SUPPLIED DATA START

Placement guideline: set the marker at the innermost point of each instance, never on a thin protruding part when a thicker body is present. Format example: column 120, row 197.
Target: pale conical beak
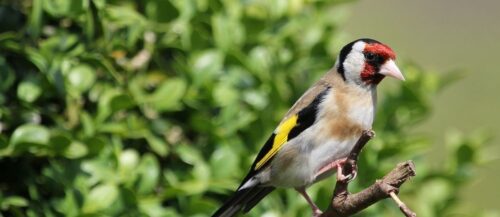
column 390, row 69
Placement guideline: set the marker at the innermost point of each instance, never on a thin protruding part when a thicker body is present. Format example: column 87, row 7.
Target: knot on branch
column 345, row 204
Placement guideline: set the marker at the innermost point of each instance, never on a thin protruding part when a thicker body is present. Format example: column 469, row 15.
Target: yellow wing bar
column 281, row 137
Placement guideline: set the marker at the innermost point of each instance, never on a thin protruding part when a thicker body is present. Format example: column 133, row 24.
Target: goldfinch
column 317, row 134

SUPPLIED DATA END

## [PROMPT]
Reproduce verbatim only the lines from the one holding "Target: yellow wing bar" through the end of the records.

## [WRITTEN RESPONSE]
Target: yellow wing bar
column 281, row 137
Placement guideline: set the marker at the innermost point of each instance, never on a thin protruding part when a thicker body is present. Format example: column 133, row 24.
Target: goldfinch
column 317, row 134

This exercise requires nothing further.